• _Written exercise_:
Copy every item below word for word, keeping each line unchanged.

======== Stored data

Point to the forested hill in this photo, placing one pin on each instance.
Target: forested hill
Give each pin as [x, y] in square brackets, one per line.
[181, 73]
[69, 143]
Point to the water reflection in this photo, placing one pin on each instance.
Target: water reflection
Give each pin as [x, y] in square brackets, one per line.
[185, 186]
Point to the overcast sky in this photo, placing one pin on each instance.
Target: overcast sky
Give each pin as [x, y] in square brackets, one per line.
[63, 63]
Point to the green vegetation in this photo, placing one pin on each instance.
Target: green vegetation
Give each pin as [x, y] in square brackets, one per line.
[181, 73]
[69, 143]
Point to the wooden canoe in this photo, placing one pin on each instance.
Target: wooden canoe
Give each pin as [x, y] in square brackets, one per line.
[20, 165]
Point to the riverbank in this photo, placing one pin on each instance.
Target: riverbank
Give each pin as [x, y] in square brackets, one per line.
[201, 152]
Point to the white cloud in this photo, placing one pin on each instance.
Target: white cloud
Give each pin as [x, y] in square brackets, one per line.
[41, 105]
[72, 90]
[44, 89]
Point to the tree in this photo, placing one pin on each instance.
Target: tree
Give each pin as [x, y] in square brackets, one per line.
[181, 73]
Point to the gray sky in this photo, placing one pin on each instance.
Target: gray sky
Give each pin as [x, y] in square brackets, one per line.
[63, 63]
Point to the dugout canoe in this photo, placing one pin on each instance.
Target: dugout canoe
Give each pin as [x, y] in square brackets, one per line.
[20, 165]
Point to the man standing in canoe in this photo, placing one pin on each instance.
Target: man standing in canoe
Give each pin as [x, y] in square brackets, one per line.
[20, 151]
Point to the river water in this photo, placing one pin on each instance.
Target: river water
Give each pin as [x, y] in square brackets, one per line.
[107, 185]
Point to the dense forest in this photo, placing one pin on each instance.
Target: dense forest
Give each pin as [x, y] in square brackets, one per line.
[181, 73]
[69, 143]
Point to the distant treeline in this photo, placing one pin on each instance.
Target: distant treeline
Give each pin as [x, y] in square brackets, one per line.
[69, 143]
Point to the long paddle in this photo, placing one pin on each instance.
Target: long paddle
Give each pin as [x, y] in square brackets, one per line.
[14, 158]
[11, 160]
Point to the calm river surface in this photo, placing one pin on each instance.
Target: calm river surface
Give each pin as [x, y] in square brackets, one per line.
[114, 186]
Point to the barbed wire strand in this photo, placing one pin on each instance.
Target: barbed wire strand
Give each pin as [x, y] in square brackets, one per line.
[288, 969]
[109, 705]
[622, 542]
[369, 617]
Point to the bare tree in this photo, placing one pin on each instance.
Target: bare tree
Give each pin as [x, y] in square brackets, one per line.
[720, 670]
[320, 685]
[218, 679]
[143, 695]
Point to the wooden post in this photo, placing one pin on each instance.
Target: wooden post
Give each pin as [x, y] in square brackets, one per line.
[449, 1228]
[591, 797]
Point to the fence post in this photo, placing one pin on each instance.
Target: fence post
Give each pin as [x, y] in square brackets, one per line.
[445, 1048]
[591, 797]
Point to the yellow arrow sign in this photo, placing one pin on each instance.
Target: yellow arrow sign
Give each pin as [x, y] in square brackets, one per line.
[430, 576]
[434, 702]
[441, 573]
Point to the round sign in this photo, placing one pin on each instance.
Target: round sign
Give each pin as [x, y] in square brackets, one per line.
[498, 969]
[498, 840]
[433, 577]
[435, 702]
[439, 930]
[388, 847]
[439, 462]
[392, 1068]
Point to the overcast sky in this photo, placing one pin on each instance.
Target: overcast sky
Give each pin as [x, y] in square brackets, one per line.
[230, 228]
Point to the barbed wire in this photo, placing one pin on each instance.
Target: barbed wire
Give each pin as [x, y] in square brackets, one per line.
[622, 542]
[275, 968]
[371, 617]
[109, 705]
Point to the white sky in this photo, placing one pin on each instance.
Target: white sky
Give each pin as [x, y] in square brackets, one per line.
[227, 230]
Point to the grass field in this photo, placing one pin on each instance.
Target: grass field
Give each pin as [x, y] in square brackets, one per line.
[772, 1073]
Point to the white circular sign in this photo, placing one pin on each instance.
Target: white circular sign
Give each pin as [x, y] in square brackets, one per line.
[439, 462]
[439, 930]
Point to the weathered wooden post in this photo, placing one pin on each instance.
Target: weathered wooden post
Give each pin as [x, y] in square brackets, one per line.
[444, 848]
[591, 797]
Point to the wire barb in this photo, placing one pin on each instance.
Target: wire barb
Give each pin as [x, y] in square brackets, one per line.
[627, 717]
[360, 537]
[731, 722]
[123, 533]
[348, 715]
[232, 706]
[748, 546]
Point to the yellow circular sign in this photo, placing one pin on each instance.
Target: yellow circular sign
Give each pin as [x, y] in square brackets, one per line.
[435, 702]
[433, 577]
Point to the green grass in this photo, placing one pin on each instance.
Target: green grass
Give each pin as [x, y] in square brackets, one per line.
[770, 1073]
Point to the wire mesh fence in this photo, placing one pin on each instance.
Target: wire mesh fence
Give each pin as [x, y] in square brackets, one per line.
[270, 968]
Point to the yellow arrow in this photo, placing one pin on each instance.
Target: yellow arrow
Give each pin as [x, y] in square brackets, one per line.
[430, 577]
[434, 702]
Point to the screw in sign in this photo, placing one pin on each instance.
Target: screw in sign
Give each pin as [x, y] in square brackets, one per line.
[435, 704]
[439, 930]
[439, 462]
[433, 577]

================

• _Result below_:
Point to the forested hill in this photo, placing one pin on each instance.
Target: forested hill
Give each pin as [x, y] in square brackets, one per line.
[181, 73]
[69, 143]
Point to the water reflection in this photo, placing one pin on each instance.
Target: water reflection
Give each pin as [x, y] in square brackets, one per line.
[185, 186]
Point to the overcast sky in this photo, placing one pin on each instance.
Target: overcast sky
Give each pin as [x, y] in square brackets, one per line.
[63, 63]
Point to the green vegetation in this photo, placing one pin on each instance.
Target: green vegetation
Give each pin as [x, y] in square brackets, one per line.
[181, 73]
[69, 143]
Point to the wooden canoe in this photo, placing one pin on each instance.
Target: wooden canoe
Give each pin as [x, y] in square brackets, one per line.
[20, 165]
Point to the riverbank in this photo, placing one pin on each instance.
Target: riverbank
Give each pin as [x, y] in square brackets, one per line.
[201, 152]
Point to the white cloud in this photo, placing one pin on each instance.
Target: white cloud
Give each pin as [x, y] in square brackets, one per line.
[41, 105]
[72, 90]
[44, 89]
Point to the tree in this photo, placing one pin on each instance.
Target: tree
Give each pin as [x, y] in square brackets, one per line.
[181, 73]
Point to the gray sky in this photo, placing one pin on each instance.
Target: gray sky
Give each pin as [x, y] in square brackets, one per line.
[63, 63]
Point to the dugout canoe in this photo, placing one pin on each instance.
Target: dugout canoe
Give each pin as [x, y] in square brackets, one per line.
[20, 165]
Point to the man standing in canoe in this photo, placing one pin on each instance.
Target: man standing in canoe
Give each pin as [x, y] in square brackets, one per line.
[20, 151]
Point to the river water in this photo, placing one pin on each instance.
Target: river water
Give each pin as [x, y] in square brackets, one per line.
[107, 185]
Point to the dense forest in this photo, placing one pin on each instance.
Target: dense forest
Give each pin as [x, y] in square brackets, one per line.
[181, 73]
[69, 143]
Point to the distant treeline in this photo, placing one pin on each instance.
Target: distant treeline
Give each pin as [x, y] in square brackets, one per line.
[69, 143]
Point to the long paddle in this photo, placing one pin on each instance.
Target: long paddle
Give each pin as [x, y] in square brackets, one per line.
[14, 158]
[11, 160]
Point to the calm river surface in this photo, placing one pin on each instance.
Target: calm river surface
Give each pin as [x, y] in square brackets, one per line.
[114, 186]
Point to the barbed wire strand in this photo, placing one pin on each instance.
Target: barbed wire strand
Give each pin as [x, y] in square brackets, one per line.
[288, 969]
[109, 705]
[622, 542]
[369, 617]
Point to the bare tree in this photo, placing one pin on each instance.
Target: bare tree
Give each pin as [x, y] in square brackets, one per line.
[720, 670]
[320, 685]
[218, 679]
[143, 695]
Point to the wooden post in this photo, placing one pin on each instance.
Target: wooden post
Give each pin as [x, y] in square brackets, one per line.
[449, 1228]
[591, 797]
Point to the fence post in this photo, placing one pin on each instance.
Target: fence post
Give each pin as [x, y] in square brackets, one per line.
[445, 1048]
[591, 797]
Point to the yellow arrow sign in this photo, placing one pin on each instance.
Target: yellow arrow sign
Give each pin as [x, y] in square brackets, one per line.
[430, 576]
[434, 702]
[441, 573]
Point to the round sign in this photo, placing one pin on each instance.
Target: round sign
Give each pin as [x, y] in square brackets, one per line.
[498, 969]
[498, 840]
[433, 577]
[435, 702]
[439, 930]
[388, 847]
[439, 462]
[392, 1068]
Point to the overcast sky in this photo, placing one pin on each instance.
Target: overcast sky
Give each pin as [x, y] in square brackets, one per line.
[230, 228]
Point to the barbed wire in this photo, placing one pin on each instance.
Target: barbed wire
Give each pin as [x, y] in square brackets, one per line.
[622, 542]
[275, 968]
[371, 617]
[109, 705]
Point to the white sky in this photo, placing one pin on each instance.
Target: white sky
Give each pin as [x, y] in square brackets, one per line.
[227, 230]
Point to the grass field in this photo, placing one pin on each instance.
Target: grass field
Give each pin as [x, y] in square brackets, one per line.
[772, 1073]
Point to the white circular sign in this photo, placing one pin on each instance.
Target: white circular sign
Give each pin as [x, y] in square brackets, one per line.
[439, 462]
[439, 930]
Point to the weathered wooden post in this photo, placing one pin on each instance.
Target: weathered wooden post
Give each pin as [x, y] in square brackets, one per line.
[444, 848]
[591, 797]
Point to the wire barb in this photo, placing one pin on each instance.
Target: wire barb
Give each pin as [x, y] in square brackets, one per line.
[627, 717]
[360, 537]
[731, 722]
[123, 533]
[348, 715]
[232, 706]
[748, 546]
Point to the yellow circular sign in this photo, placing one pin on each instance.
Target: yellow circular sign
Give each pin as [x, y] in square brackets, one per line.
[435, 702]
[433, 577]
Point to the green grass in this photo, placing one pin on each instance.
Target: green grass
Give each pin as [x, y] in square brackets, one per line.
[770, 1073]
Point to the wire mesh fence in this photo, placing one pin on each instance.
Target: wire mesh fence
Give each pin as [x, y] in square brackets, one per line.
[270, 968]
Point to the yellow arrow in this photo, placing one pin on each instance.
Target: yellow arrow
Give each pin as [x, y] in square brackets, one per line.
[430, 577]
[434, 702]
Point to the screw in sign in this photo, placing one pin on each instance.
Target: screw in sign
Give each pin as [x, y] in square brackets, one per line.
[435, 704]
[439, 930]
[439, 462]
[433, 577]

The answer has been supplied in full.